Short problem 1 ->
Pull out every line of the records below that contains the string "hillside", matching case exactly.

Source passage ->
##########

Eduardo Arozamena Lira (13 October 1875 – 21 May 1951) was a Mexican actor. His nickname was "El Nanche Arozamena".  

Son of Juan Arozamena and Guadalupe Lira y Argomanes. Initially a singer (baritone), theater actor, he later ventured into film, where he was also a director and screenwriter. 

He worked in Mexico as well as in the United States, where he participated in the famous 1931 Dracula Spanish-language film, directed by George Melford. 

He also entered literature as a storyteller, with his works being published in the weekly "Mefistófeles". He later authored the weekly column Parece que fue ayer ("It seems like yesterday"), published in the newspaper El Universal Ilustrado.

The National Association of Actors (ANDA) of Mexico named their most important medal, awarded to its members when they turn 50 years of career, in his honor.

Filmography

 Don Juan diplomático (1931) as Doctor
 Resurrection (1931)
 Drácula (1931) as Van Helsing
 Cheri-Bibi (1931) as Bourrelier
 El tenorio del harem (1931) as El mercador
 Tierra, amor y dolor (1935)
 Monja casada, virgen y mártir (1935) as Don Juan Gutiérrez
 Martín Garatuza (1935)
 Tribu (1935) as Zotil
 El rayo de Sinaloa (1935) as Don Antonio Fajardo
 Almas rebeldes (1937)
 Abnegación (1938)

##########

Material supplied ->
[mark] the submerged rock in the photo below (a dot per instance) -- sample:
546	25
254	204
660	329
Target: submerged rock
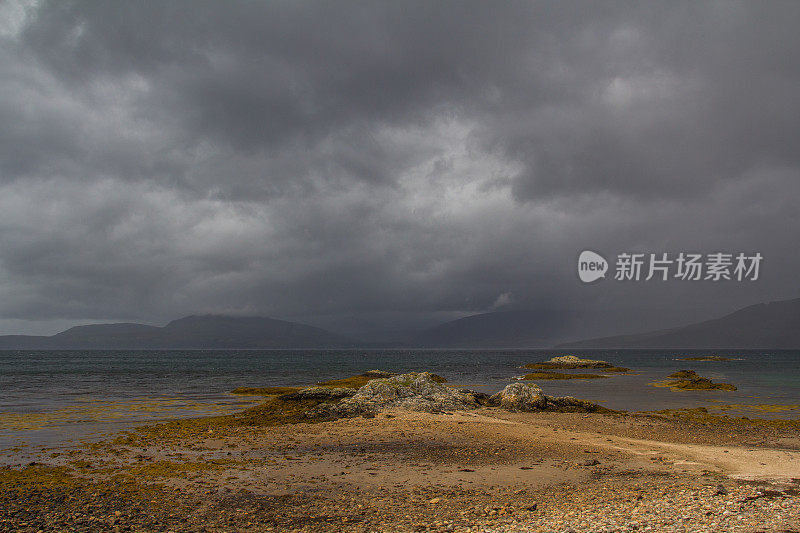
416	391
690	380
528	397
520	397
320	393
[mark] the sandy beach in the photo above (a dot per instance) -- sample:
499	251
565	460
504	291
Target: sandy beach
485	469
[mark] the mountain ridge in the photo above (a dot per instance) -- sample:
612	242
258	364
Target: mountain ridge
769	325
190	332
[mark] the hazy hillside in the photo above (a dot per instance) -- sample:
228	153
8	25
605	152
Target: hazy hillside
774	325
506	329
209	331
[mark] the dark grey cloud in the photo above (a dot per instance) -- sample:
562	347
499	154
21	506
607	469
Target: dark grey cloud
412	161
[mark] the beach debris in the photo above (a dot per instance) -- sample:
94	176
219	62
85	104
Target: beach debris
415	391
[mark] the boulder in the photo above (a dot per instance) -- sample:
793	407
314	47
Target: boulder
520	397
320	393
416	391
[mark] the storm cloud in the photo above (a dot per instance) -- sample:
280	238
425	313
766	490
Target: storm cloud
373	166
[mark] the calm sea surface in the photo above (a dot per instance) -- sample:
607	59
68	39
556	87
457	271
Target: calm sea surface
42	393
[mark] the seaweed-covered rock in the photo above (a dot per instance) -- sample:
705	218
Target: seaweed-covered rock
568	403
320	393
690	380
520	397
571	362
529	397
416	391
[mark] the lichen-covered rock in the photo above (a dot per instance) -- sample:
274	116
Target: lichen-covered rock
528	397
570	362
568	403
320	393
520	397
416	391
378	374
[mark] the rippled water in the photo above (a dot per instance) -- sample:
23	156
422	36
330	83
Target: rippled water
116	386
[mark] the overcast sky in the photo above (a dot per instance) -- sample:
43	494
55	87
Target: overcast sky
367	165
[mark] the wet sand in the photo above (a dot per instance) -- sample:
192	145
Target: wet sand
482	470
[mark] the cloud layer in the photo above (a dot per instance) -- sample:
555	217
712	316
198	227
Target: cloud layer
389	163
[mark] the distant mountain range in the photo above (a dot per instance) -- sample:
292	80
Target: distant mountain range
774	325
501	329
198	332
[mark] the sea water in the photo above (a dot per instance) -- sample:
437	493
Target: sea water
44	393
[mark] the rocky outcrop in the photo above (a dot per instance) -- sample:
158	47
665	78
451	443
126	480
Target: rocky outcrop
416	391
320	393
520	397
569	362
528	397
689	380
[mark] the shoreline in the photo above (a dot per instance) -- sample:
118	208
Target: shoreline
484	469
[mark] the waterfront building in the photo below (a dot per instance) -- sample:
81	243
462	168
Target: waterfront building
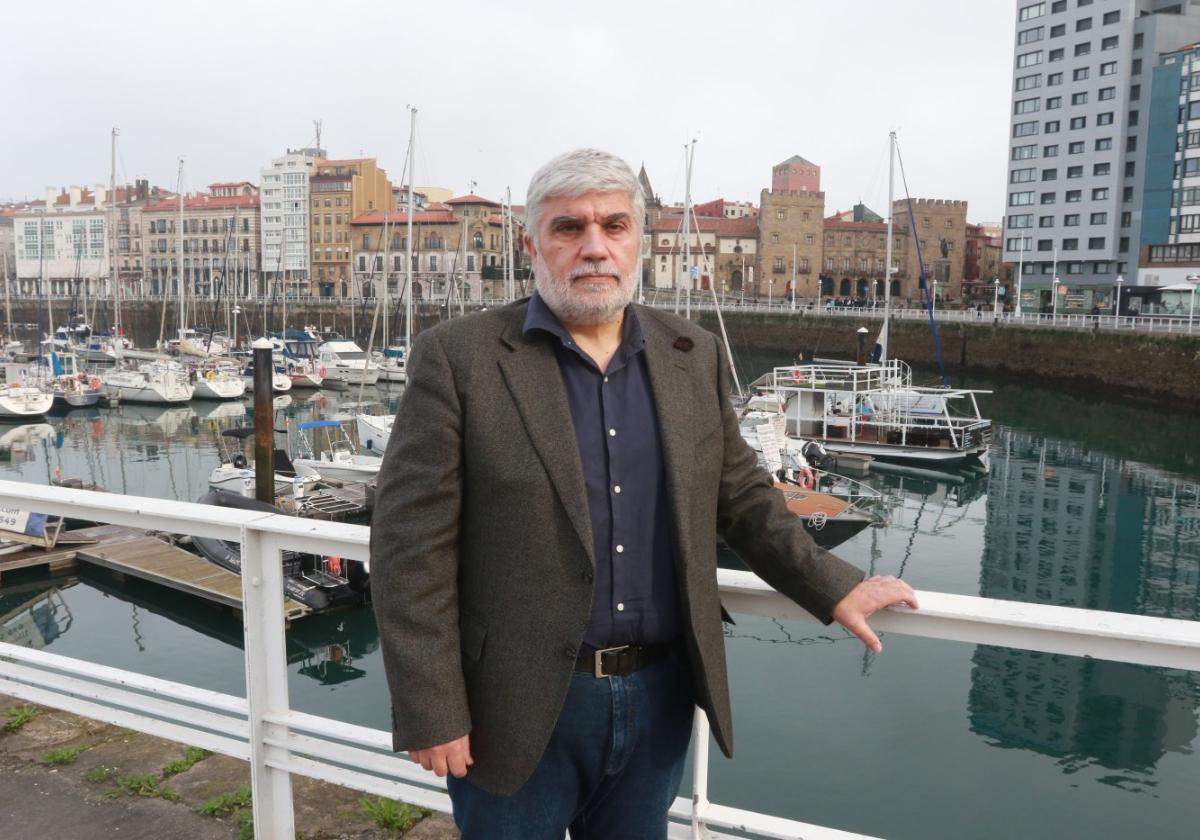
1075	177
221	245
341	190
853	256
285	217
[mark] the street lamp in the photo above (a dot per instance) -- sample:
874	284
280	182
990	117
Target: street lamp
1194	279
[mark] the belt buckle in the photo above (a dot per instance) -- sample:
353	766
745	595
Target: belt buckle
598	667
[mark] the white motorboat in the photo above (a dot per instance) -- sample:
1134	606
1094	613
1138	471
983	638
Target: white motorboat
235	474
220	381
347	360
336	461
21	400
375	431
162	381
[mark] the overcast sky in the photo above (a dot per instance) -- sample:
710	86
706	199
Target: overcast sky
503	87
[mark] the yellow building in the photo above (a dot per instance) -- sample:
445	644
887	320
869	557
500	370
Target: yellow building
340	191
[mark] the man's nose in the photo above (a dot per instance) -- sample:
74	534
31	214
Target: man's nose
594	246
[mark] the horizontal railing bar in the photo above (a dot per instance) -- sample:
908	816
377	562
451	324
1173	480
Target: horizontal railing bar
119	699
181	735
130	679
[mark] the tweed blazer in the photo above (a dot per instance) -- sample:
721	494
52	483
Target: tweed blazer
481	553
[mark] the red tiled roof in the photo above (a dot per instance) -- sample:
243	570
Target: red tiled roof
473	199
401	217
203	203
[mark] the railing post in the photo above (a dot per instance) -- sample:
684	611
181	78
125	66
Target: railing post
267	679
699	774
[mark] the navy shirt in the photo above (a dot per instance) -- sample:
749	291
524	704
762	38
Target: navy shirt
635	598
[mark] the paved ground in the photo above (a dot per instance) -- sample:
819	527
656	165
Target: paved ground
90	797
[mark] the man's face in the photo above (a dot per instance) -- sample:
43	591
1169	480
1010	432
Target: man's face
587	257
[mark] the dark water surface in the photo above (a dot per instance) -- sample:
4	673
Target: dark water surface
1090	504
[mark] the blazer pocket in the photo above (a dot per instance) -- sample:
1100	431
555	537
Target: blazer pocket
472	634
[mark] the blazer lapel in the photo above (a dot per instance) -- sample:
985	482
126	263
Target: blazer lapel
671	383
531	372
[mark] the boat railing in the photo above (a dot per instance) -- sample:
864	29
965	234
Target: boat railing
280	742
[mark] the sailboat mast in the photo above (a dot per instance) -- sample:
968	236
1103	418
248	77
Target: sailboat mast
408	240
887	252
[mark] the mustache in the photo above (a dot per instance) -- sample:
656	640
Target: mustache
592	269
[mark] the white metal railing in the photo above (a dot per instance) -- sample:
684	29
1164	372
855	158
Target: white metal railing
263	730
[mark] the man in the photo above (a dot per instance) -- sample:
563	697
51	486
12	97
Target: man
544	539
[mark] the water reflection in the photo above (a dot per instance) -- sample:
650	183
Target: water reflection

##########

Short problem 2 ->
According to the Arozamena biography, which newspaper published his weekly column "Parece que fue ayer"?

Written answer 1 ->
[mark] the hazy hillside in the photo above (a dot per instance) -- sample:
Target: hazy hillside

Written answer 2 ->
El Universal Ilustrado